TASKS AND EXERCISES:
• A. From the PDS deployment runbook, repeat word for word the part that opens with the words containing "Runbook for pds.substratum.cloud: Tranquil" and closes with "(portal + proxy)".
• B. In the PDS deployment runbook, turn the paragraph beginning "Runbook for pds.substratum.cloud" into a short list that keeps its main facts.

Substratum-operated PDS deployment
Last Updated: 2026-06-11 (stateless droplet; Postgres + Spaces DR only)
Runbook for pds.substratum.cloud: Tranquil PDS upstream (recommended), PDS repo authz proxy, and TLS edge (Garage Phase 3). Design: ADR 37 (billing edge), ADR 41 (hosting topology).
Topology
| Component | Role |
|---|---|
| Caddy | TLS termination; reverse_proxy to authz proxy on loopback :3000 |
substratum-pds-authz-proxy | Gates cloud.substratum.* createRecord / putRecord; allows deleteRecord when lapsed |
| Tranquil PDS | AT Protocol upstream on 127.0.0.1:2583 — not on public :443 without proxy |
| DO Spaces | S3-compatible blobstore (S3_BUCKET / Spaces outputs from Pulumi) |
Postgres substratum | Entitlement lookups (DATABASE_URL for authz proxy) |
Postgres tranquil_pds | Tranquil repo + account data (separate database on managed cluster) |
apps/pds-portal | Branded identity SPA static root (/var/www/pds-portal prod; dist/apps/pds-portal Compose) |
Caddy path routing (portal + proxy)
| Path | Handler |
|---|---|
/xrpc/*, /.well-known/*, /oauth/*, /health | substratum-pds-authz-proxy → Tranquil |
/app/* | Portal SPA (try_files → index.html) |
/ | Portal SPA fallback |
See apps/pds-portal/AGENTS.md and docker/tranquil-pds/Caddyfile.
License: Tranquil PDS is AGPL-3.0. Review AGPL obligations before operating a production instance.
Local dev (Compose)

MATERIAL:
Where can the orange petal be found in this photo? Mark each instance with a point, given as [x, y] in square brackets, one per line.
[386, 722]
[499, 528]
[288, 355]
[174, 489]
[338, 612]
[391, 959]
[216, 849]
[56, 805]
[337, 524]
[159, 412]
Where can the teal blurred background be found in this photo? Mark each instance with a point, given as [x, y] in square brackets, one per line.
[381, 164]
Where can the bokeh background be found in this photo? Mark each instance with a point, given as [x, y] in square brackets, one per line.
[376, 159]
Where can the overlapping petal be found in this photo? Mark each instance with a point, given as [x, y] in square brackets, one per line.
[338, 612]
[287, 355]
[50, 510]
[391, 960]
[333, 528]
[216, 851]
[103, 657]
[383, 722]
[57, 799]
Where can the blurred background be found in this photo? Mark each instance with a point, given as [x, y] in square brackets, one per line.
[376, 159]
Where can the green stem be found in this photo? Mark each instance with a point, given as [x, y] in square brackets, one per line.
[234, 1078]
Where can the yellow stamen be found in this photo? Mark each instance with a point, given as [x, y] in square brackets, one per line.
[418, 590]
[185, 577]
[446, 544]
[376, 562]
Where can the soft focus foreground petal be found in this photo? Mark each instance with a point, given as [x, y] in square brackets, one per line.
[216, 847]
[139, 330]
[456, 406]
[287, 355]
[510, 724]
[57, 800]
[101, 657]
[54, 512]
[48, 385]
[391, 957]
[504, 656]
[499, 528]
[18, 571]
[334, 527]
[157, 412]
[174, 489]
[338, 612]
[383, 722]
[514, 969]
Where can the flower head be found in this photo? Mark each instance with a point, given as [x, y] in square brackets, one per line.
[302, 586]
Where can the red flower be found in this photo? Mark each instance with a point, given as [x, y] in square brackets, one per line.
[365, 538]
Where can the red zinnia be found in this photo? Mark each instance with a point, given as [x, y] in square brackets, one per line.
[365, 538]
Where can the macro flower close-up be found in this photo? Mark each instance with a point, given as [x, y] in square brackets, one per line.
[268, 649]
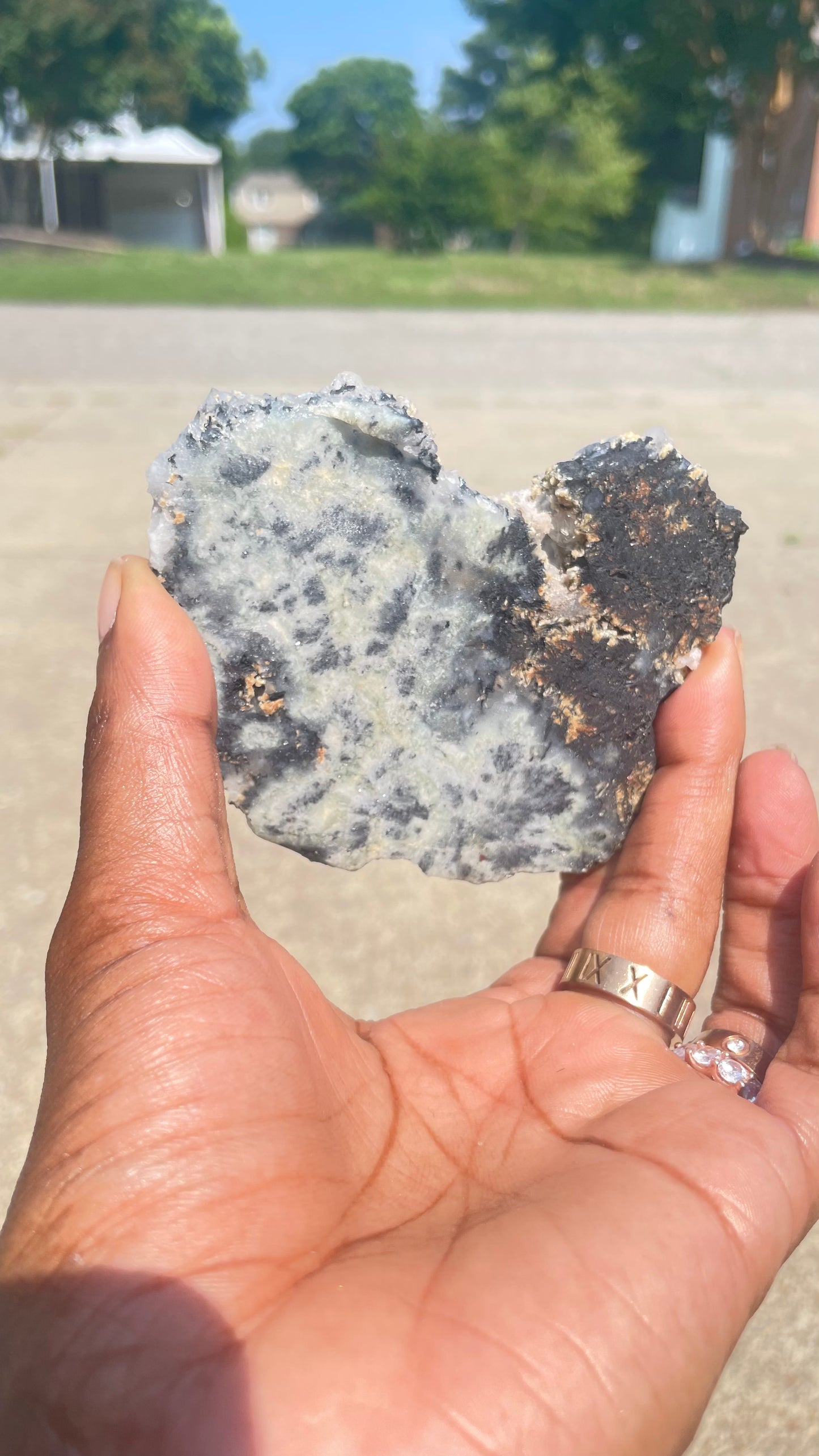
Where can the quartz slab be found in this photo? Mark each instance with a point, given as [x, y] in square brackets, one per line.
[411, 670]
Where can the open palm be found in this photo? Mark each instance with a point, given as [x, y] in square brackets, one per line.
[512, 1224]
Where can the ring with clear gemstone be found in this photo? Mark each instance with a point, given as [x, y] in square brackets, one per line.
[718, 1063]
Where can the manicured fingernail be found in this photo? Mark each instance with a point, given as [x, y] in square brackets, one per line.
[108, 599]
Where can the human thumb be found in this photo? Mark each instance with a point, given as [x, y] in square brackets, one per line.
[155, 852]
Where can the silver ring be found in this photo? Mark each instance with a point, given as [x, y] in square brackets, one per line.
[634, 986]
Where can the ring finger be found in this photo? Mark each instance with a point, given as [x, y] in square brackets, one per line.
[774, 839]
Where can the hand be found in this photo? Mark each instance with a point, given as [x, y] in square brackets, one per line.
[511, 1224]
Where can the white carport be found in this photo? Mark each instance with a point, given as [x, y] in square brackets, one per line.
[154, 188]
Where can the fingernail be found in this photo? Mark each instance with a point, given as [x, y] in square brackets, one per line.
[108, 599]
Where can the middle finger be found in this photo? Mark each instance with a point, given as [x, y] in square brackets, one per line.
[661, 905]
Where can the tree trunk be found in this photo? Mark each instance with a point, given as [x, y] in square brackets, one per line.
[774, 159]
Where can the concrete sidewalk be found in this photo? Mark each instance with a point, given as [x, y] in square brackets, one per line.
[88, 397]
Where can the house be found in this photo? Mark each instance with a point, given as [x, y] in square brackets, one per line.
[758, 193]
[159, 188]
[274, 207]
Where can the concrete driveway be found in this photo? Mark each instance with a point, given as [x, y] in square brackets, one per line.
[88, 397]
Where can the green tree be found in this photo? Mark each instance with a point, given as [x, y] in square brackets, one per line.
[83, 60]
[560, 160]
[343, 117]
[429, 185]
[687, 65]
[193, 70]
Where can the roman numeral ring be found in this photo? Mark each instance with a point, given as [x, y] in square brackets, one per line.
[634, 986]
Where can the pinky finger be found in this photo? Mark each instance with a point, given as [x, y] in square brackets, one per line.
[792, 1086]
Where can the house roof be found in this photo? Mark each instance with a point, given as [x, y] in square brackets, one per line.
[273, 198]
[126, 142]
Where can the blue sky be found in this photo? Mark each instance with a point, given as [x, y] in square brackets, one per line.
[298, 37]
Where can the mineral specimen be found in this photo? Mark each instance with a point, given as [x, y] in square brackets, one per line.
[410, 670]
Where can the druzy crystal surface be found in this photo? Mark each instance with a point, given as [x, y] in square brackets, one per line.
[407, 669]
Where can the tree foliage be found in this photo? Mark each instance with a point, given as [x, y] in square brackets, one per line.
[83, 60]
[560, 164]
[687, 65]
[429, 185]
[343, 117]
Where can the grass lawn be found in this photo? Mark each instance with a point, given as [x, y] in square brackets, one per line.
[374, 278]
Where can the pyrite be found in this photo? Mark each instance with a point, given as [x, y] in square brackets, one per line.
[407, 669]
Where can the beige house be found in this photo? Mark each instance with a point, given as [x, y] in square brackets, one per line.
[274, 207]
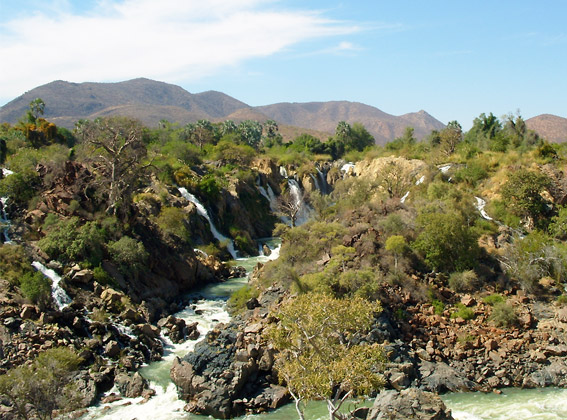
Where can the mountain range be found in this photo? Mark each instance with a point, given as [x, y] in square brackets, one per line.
[151, 101]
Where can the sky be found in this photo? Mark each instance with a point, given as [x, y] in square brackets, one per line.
[454, 59]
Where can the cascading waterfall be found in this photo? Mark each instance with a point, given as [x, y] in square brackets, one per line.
[4, 221]
[297, 195]
[203, 212]
[323, 179]
[60, 297]
[208, 310]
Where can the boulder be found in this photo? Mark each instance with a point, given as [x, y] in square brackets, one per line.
[440, 378]
[130, 386]
[410, 403]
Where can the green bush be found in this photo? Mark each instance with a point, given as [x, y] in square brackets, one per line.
[35, 287]
[463, 312]
[128, 253]
[465, 281]
[237, 301]
[503, 315]
[494, 299]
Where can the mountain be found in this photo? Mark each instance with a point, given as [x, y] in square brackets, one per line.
[147, 100]
[151, 101]
[550, 127]
[323, 116]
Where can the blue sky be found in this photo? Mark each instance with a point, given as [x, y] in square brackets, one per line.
[454, 59]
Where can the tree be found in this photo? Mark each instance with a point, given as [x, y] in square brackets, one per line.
[250, 132]
[397, 245]
[522, 194]
[36, 390]
[450, 137]
[447, 242]
[117, 149]
[317, 358]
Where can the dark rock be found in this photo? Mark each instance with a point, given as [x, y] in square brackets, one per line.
[130, 386]
[440, 378]
[410, 403]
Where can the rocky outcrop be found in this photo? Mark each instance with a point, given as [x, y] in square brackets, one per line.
[408, 404]
[231, 371]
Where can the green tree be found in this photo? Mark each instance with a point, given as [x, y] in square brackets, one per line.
[317, 358]
[522, 194]
[447, 242]
[397, 245]
[36, 390]
[117, 149]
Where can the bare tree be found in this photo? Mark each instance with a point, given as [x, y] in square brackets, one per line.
[116, 149]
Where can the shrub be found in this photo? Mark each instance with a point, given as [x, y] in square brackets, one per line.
[463, 312]
[494, 299]
[465, 281]
[503, 315]
[237, 301]
[35, 287]
[129, 253]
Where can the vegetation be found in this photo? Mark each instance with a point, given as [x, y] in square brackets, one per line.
[316, 362]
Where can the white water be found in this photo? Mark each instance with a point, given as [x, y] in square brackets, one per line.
[323, 179]
[480, 204]
[203, 212]
[60, 297]
[347, 168]
[512, 404]
[207, 310]
[4, 221]
[297, 195]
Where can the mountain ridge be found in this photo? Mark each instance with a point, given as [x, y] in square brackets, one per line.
[152, 101]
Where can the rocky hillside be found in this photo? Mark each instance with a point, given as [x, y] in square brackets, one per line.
[550, 127]
[150, 102]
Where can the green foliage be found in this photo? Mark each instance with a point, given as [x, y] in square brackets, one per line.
[493, 299]
[446, 242]
[128, 253]
[463, 312]
[43, 386]
[171, 220]
[14, 263]
[503, 315]
[466, 281]
[237, 301]
[69, 241]
[35, 287]
[317, 358]
[522, 194]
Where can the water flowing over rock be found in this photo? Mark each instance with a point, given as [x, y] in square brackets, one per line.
[203, 212]
[60, 297]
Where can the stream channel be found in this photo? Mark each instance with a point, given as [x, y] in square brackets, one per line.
[209, 308]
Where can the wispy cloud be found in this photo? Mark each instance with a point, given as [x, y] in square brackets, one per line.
[172, 40]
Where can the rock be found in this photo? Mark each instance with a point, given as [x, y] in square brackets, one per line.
[440, 378]
[130, 386]
[83, 276]
[112, 349]
[28, 312]
[410, 403]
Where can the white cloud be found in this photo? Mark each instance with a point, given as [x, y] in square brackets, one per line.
[171, 40]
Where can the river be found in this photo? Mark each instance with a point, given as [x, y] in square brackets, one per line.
[209, 308]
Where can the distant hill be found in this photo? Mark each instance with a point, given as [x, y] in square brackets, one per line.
[550, 127]
[151, 101]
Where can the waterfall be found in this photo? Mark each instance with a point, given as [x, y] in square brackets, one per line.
[4, 221]
[316, 183]
[60, 297]
[480, 204]
[323, 178]
[295, 191]
[203, 212]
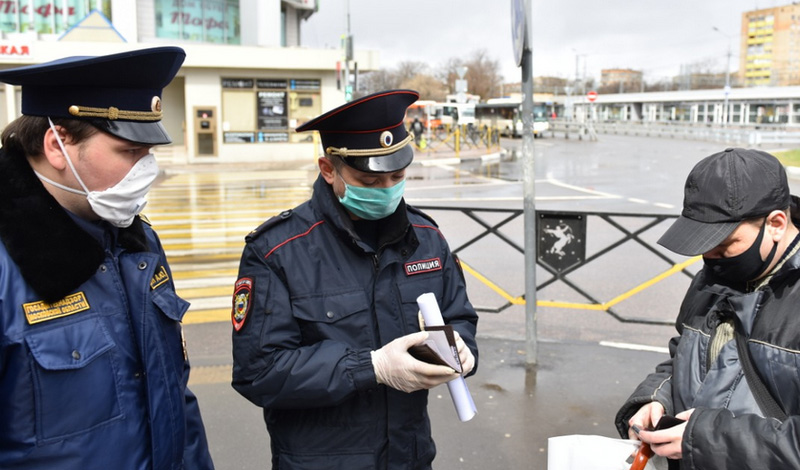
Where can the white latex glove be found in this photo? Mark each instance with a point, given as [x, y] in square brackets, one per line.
[395, 367]
[464, 355]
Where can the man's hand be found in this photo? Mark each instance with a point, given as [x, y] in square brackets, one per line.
[668, 442]
[395, 367]
[645, 418]
[464, 355]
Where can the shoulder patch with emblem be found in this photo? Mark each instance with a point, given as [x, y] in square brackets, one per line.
[271, 222]
[159, 278]
[242, 301]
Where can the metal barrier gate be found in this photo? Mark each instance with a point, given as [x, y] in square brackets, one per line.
[563, 225]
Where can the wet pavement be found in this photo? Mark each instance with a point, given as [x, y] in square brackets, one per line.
[581, 378]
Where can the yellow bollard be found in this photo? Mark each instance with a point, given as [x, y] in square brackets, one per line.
[458, 140]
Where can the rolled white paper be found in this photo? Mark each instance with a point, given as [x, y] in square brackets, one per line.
[462, 399]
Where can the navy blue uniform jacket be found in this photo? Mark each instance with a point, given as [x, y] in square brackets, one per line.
[313, 301]
[92, 369]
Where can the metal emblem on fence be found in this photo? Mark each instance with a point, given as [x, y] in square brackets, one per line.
[561, 240]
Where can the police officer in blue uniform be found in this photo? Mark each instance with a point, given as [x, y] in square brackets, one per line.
[93, 367]
[324, 310]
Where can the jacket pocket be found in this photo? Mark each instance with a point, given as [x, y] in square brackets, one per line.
[75, 387]
[354, 461]
[340, 316]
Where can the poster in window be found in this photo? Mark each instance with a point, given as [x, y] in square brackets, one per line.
[272, 110]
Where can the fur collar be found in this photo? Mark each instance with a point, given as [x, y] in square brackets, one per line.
[53, 253]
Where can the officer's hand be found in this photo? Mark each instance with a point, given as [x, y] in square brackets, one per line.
[464, 355]
[395, 367]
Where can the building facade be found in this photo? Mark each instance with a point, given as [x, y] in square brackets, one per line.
[246, 83]
[621, 80]
[770, 47]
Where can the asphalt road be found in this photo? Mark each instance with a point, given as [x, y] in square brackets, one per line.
[581, 377]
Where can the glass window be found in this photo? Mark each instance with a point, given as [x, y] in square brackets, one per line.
[49, 16]
[268, 109]
[214, 21]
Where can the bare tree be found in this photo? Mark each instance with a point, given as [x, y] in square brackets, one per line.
[483, 76]
[410, 69]
[429, 87]
[376, 81]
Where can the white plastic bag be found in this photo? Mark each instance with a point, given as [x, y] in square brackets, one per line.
[579, 452]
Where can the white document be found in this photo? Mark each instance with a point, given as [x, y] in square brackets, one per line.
[462, 399]
[580, 452]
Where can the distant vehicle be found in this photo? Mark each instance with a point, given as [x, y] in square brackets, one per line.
[505, 115]
[427, 112]
[457, 113]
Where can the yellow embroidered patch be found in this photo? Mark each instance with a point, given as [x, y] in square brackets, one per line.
[37, 312]
[160, 277]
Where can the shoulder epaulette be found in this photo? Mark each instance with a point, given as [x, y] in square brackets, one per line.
[271, 222]
[420, 213]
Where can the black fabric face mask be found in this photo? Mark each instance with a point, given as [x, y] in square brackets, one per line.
[744, 267]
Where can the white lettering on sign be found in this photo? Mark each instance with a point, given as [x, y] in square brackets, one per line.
[14, 50]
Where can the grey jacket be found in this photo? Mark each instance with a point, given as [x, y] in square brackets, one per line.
[727, 430]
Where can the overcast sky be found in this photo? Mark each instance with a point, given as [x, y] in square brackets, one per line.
[654, 36]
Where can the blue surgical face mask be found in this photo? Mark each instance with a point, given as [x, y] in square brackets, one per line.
[371, 203]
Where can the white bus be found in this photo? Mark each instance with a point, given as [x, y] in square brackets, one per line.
[457, 113]
[505, 115]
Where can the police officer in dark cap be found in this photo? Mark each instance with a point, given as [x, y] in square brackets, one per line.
[324, 310]
[94, 369]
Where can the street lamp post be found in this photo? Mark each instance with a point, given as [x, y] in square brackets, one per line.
[727, 80]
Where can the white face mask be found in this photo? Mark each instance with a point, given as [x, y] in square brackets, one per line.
[119, 204]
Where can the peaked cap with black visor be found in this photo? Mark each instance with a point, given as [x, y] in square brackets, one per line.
[369, 134]
[118, 93]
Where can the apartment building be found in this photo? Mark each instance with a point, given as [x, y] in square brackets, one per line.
[770, 47]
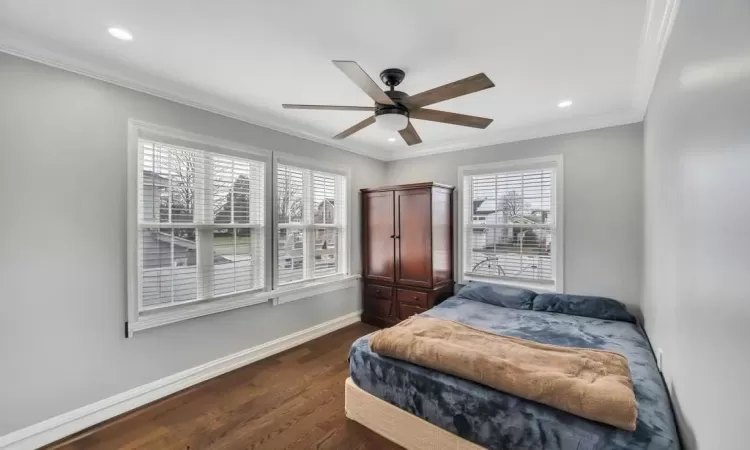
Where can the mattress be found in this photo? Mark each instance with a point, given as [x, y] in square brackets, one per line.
[496, 420]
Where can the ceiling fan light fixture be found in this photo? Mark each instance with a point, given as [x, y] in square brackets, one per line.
[392, 119]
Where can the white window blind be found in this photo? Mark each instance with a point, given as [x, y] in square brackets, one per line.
[200, 225]
[311, 224]
[509, 222]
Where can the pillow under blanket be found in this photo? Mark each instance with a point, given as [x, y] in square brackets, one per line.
[583, 305]
[498, 295]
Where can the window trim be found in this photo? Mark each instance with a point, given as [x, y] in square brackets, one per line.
[547, 162]
[311, 164]
[138, 320]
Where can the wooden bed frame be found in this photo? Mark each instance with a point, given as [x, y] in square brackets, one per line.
[397, 425]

THE ANSWERS:
• A.
Runbook for pds.substratum.cloud: Tranquil PDS upstream (recommended), PDS repo authz proxy, and TLS edge (Garage Phase 3). Design: ADR 37 (billing edge), ADR 41 (hosting topology).
Topology
| Component | Role |
|---|---|
| Caddy | TLS termination; reverse_proxy to authz proxy on loopback :3000 |
substratum-pds-authz-proxy | Gates cloud.substratum.* createRecord / putRecord; allows deleteRecord when lapsed |
| Tranquil PDS | AT Protocol upstream on 127.0.0.1:2583 — not on public :443 without proxy |
| DO Spaces | S3-compatible blobstore (S3_BUCKET / Spaces outputs from Pulumi) |
Postgres substratum | Entitlement lookups (DATABASE_URL for authz proxy) |
Postgres tranquil_pds | Tranquil repo + account data (separate database on managed cluster) |
apps/pds-portal | Branded identity SPA static root (/var/www/pds-portal prod; dist/apps/pds-portal Compose) |
Caddy path routing (portal + proxy)

• B.
- Runbook for pds.substratum.cloud, covering:
  - Tranquil PDS upstream (recommended)
  - PDS repo authz proxy
  - TLS edge (Garage Phase 3)
- Design: ADR 37 (billing edge), ADR 41 (hosting topology)